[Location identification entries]
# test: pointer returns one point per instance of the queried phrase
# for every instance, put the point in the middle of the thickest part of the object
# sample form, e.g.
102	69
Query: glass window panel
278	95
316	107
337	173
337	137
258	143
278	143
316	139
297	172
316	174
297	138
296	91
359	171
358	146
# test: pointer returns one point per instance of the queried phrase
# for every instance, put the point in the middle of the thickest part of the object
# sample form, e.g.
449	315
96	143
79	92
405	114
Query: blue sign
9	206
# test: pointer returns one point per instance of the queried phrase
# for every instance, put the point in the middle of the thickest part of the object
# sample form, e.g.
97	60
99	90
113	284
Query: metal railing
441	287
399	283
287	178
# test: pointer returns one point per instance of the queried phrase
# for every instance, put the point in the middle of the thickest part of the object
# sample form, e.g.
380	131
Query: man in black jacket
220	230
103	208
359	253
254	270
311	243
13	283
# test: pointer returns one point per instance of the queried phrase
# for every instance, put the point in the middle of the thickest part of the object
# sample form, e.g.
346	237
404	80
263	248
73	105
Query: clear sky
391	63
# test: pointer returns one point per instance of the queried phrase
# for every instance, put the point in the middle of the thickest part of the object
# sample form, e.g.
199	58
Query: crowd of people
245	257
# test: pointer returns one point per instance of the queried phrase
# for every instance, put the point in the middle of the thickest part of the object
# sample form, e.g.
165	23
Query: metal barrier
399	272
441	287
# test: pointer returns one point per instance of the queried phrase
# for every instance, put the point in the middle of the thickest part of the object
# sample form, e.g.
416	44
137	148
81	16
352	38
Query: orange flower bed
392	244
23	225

WORK TO BE COMPLETED
All of the data needs to be reproduced exactly, with no line missing.

TASK SOLUTION
# test: pointer returns one point per instance of the queried phrase
# for every instance, put the point in the middle of the thickest part of the object
# sample form, e.g.
102	69
Query: glass window panel
278	95
316	107
337	173
337	137
258	143
278	143
316	139
297	172
316	174
297	138
296	91
359	171
358	146
# test: pointer returns one point per instance of the queried phrase
# for every instance, put the point in the middle of the thickest part of the object
# sample form, e.g.
449	315
96	143
79	92
405	114
Query: blue sign
9	206
# test: pointer returns one point per instance of the queried phrase
# for every instance, put the point in the middle of the thickest part of the object
# sample form, e.g.
97	60
99	90
113	284
Query: metal railing
441	287
399	283
287	178
# test: pointer returns one point per instance of the queried phrase
# for every instance, put the point in the middle of the thickest part of the object
# sample form, e.g.
380	131
Query: man in black jacket
220	230
103	208
359	253
254	270
311	243
13	283
# test: pointer returns one point per instance of the queried phrase
# for every instance, put the point in the middle of the thickest part of the object
# sample form, e.g.
346	237
404	80
263	248
73	105
Query: clear sky
391	63
# test: pointer returns one point per instance of the queried phrase
# for every instance, put the point in the middle of the thickest part of the object
# sample form, e.g.
199	58
Query: crowd of people
245	257
# test: pointer returns one point per instance of the queried phrase
# for every instance, put the point in the middle of the thickest part of the object
# sample form, e.g.
165	23
Query: metal barrier
399	272
441	287
# test: pointer returns one point per instance of the queried phrase
# for every instance, put the point in the middle of the thickest part of the object
# sample form, e.g.
416	44
137	148
81	16
352	38
Query: orange flower bed
392	244
23	225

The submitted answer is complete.